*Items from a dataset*
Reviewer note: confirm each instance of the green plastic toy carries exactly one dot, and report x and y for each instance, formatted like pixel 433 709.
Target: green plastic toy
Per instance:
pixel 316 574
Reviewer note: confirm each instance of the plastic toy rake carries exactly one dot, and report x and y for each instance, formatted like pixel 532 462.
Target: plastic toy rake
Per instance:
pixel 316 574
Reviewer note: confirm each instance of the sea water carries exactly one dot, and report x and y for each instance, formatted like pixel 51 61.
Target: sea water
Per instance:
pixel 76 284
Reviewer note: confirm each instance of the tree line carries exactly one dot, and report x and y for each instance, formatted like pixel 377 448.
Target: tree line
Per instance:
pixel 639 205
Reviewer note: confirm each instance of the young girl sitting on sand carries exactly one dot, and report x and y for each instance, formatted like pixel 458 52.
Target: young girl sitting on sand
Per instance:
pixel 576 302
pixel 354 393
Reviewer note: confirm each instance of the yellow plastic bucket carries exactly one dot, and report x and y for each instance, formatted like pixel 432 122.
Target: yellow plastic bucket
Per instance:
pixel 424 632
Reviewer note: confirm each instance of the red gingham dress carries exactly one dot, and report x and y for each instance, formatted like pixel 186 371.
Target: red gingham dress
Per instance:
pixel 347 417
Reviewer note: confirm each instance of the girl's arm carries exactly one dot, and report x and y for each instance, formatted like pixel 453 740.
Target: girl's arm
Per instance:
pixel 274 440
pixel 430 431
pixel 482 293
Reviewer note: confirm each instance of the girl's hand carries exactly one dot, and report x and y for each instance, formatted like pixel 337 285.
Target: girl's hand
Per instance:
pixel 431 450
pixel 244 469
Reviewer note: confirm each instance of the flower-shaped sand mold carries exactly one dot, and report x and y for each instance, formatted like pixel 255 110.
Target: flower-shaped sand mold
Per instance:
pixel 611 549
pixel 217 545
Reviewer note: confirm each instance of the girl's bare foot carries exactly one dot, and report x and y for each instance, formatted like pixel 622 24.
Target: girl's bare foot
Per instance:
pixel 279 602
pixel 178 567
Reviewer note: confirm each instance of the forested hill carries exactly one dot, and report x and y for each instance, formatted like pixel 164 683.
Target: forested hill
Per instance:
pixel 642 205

*TASK GOAL*
Starting with the line that contains "Reviewer note: confirm each instance of the girl's arm", output every line through the end of the listing above, unchanged.

*EXERCISE RESPONSE*
Reviewer note: confirm each instance of the girl's arm carries exactly one dot, and report x and y for each instance, formatted like pixel 453 740.
Target: girl's arm
Per instance:
pixel 274 440
pixel 430 431
pixel 482 293
Reviewer note: confirm each instance of the girl's hand carries exactly one dot, and report x and y for each instance, formatted like pixel 337 285.
Target: girl's hand
Per instance:
pixel 431 450
pixel 244 469
Reviewer note: confirm each instance of the flower-shaped sand mold carries exactly one dot, and report x and y for each instance, formatted like pixel 255 110.
Target: flower-shaped sand mold
Per instance:
pixel 611 549
pixel 217 545
Reviewer note: confirm each instance of the girl's bare foot carries exactly one dot, and report x and y for each instance, formatted like pixel 622 24.
Target: girl's bare foot
Per instance:
pixel 279 602
pixel 178 567
Reviewer note: confirm each instance of the forested hill carries exactly one dot, and report x and y for each instance, formatted like pixel 164 683.
Target: forested hill
Per instance:
pixel 642 205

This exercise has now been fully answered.